• [CONSIGNE 1] Selon le texte à lire, quelle est la portée en tir direct du canon français de 75 mm ?
• [CONSIGNE 2] Indiquez si chacune des affirmations suivantes concorde avec le texte à lire, en répondant par oui ou par non et en citant les mots décisifs du texte. (a) Les Allemands expérimentent des pièces lourdes dans les grandes manœuvres dès 1900. (b) À partir de 1902, les obusiers allemands envoient des obus de 105 mm. (c) La France réagit aussitôt aux progrès allemands.

Il est extrait, résumé et adapté de son livre L’invention de la guerre moderne, (ou La chair et l’acier), Tallandier.

Entre le début du XXe siècle et 1914, la France se trouve incapable de doter son armée d’une artillerie lourde moderne et puissante. C’est un ratage qui va avoir de très lourdes conséquences sur les opérations de la Grande guerre et partant sur l’avenir même du pays. Comment l’expliquer ?

Les choses étaient pourtant claires. On a bien vu les Allemands expérimenter dès 1900 des pièces lourdes dans les grandes manœuvres. On sait que, dès 1902, ils commencent à se doter d’obusiers (à tir courbe donc mais pas autant qu’un mortier) capables d’envoyer des obus de 150 mm, puis de 105 à partir de 1909, jusqu’à 7 km, là où notre 75 mm ne tire, en tir direct, que jusqu’à 4 km. On ne fait pourtant rien.

• [ITEMS FOURNIS]
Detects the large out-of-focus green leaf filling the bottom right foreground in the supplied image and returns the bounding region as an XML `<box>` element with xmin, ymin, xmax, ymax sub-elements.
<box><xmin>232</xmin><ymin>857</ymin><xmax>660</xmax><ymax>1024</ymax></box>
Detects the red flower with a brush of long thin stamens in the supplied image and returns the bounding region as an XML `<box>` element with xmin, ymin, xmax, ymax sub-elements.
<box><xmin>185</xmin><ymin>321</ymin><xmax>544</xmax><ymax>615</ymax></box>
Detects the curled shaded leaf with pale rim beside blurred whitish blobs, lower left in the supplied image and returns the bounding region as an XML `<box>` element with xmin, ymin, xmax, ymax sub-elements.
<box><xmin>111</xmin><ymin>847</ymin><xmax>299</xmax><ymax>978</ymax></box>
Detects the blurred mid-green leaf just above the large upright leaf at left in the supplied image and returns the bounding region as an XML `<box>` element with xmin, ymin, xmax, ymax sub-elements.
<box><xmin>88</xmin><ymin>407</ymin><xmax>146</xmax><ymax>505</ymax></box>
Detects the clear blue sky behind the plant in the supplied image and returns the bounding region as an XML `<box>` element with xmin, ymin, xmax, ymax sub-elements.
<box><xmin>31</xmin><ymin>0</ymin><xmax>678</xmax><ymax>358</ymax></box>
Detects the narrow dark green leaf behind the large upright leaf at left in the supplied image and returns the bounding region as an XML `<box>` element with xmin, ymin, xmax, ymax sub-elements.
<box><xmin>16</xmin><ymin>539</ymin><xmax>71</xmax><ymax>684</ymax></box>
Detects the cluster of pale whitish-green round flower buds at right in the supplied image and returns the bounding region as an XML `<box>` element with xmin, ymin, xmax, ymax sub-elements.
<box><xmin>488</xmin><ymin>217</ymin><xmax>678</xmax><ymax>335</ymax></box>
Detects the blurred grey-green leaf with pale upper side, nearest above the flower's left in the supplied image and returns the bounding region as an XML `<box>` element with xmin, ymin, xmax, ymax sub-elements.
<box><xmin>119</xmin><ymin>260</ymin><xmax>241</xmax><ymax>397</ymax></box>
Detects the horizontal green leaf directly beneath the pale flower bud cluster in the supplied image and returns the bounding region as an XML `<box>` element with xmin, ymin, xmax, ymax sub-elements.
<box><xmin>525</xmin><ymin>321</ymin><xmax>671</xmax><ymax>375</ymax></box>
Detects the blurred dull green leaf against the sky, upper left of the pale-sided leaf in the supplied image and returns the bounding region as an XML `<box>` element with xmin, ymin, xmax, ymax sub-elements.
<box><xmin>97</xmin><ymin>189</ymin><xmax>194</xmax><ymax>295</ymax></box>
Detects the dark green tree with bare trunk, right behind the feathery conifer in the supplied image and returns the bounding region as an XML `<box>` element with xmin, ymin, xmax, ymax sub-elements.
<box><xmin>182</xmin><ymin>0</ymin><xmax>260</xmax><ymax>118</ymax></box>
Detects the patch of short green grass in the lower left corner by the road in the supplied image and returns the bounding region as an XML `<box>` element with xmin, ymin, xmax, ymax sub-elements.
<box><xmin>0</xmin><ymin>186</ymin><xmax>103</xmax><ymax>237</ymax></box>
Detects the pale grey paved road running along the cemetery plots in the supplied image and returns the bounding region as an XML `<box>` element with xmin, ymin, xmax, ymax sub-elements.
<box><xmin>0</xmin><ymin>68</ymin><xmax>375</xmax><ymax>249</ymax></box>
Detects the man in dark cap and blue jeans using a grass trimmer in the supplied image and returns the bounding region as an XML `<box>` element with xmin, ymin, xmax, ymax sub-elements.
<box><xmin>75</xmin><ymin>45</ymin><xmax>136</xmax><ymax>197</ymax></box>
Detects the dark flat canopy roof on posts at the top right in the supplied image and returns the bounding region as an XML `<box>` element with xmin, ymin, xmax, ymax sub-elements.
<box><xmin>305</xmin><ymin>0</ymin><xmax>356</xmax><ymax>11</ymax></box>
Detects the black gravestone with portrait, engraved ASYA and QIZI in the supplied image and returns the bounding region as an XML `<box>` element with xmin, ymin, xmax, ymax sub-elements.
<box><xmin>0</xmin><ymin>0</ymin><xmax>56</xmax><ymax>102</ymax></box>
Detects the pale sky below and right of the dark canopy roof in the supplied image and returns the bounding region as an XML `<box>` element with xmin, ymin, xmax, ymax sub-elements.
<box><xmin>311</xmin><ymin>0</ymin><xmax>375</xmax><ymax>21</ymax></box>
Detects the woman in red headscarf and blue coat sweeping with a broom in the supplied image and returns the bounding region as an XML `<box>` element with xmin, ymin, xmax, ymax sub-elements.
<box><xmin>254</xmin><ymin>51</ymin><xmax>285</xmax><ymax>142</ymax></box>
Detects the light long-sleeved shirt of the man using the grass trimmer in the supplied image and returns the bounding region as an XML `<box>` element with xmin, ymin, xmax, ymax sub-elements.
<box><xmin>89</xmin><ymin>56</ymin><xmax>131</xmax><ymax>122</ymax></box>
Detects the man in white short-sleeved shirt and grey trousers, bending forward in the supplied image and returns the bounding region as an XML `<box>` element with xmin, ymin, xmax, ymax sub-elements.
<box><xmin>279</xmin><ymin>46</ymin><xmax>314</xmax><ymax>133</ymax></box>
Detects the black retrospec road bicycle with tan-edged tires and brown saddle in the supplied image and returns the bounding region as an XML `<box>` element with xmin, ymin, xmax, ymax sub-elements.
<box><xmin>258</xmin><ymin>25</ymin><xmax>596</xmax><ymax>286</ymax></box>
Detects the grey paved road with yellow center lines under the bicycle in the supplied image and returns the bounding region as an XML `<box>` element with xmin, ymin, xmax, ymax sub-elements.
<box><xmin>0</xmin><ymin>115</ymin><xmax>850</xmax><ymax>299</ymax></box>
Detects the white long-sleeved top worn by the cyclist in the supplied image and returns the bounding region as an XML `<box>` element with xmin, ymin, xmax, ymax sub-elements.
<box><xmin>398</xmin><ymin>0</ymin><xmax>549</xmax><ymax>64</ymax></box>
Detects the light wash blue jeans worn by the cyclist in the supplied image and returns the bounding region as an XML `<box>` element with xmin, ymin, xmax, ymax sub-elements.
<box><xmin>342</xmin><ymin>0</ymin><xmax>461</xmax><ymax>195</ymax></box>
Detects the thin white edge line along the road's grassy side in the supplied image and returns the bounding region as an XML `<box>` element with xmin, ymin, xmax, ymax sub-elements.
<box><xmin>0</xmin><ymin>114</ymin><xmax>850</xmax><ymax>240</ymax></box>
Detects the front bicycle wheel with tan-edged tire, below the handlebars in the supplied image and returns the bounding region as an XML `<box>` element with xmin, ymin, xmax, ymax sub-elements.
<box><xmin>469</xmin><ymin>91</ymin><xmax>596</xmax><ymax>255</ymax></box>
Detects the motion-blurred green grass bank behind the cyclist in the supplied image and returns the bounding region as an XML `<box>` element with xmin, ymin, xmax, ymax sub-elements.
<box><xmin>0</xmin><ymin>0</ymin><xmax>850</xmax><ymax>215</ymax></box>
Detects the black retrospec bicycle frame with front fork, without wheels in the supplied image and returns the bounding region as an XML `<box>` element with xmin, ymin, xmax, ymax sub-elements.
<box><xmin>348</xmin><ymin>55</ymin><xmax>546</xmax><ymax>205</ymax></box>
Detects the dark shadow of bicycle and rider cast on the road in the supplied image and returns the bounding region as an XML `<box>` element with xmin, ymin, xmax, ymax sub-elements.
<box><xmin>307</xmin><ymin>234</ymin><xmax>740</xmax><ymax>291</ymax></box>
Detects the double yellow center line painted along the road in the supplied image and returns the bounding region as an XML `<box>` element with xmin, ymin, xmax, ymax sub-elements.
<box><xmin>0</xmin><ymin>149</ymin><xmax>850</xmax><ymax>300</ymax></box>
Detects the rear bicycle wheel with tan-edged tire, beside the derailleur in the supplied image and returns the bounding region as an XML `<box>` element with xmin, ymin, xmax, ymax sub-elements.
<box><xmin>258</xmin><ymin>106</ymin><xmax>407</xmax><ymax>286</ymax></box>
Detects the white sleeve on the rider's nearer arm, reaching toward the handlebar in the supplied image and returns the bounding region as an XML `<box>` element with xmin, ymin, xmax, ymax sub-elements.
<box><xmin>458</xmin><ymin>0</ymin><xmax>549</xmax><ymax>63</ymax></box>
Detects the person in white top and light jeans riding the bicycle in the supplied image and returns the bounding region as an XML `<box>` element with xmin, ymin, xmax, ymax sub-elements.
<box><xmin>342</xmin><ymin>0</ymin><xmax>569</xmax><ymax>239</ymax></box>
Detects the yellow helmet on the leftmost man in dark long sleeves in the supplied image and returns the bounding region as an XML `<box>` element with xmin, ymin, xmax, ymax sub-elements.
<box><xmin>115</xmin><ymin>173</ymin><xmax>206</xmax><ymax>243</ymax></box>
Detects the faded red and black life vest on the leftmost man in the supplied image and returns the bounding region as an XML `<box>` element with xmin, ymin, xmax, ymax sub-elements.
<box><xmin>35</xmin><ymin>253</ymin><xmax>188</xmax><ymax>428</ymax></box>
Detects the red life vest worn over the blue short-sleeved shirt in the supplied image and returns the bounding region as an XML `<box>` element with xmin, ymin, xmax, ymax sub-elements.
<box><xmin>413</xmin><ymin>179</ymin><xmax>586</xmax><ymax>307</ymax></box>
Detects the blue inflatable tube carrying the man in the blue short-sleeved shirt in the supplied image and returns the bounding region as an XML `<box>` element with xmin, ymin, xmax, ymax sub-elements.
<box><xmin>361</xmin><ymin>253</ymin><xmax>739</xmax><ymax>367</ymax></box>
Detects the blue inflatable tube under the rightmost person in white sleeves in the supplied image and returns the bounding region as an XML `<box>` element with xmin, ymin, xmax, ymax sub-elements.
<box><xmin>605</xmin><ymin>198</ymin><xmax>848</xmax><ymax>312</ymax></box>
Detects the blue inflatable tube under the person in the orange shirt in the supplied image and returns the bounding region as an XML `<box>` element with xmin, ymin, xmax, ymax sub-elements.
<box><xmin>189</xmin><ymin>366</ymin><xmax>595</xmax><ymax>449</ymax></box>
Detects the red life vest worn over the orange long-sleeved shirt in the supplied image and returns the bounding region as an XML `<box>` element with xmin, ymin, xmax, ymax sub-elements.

• [RÉPONSE 1] Il ne tire que jusqu’à 4 km.

• [RÉPONSE 2]
(a) Oui : « On a bien vu les Allemands expérimenter dès 1900 des pièces lourdes dans les grandes manœuvres. »
(b) Non : « dès 1902, ils commencent à se doter d’obusiers (à tir courbe donc mais pas autant qu’un mortier) capables d’envoyer des obus de 150 mm, puis de 105 à partir de 1909 »
(c) Non : « On ne fait pourtant rien. »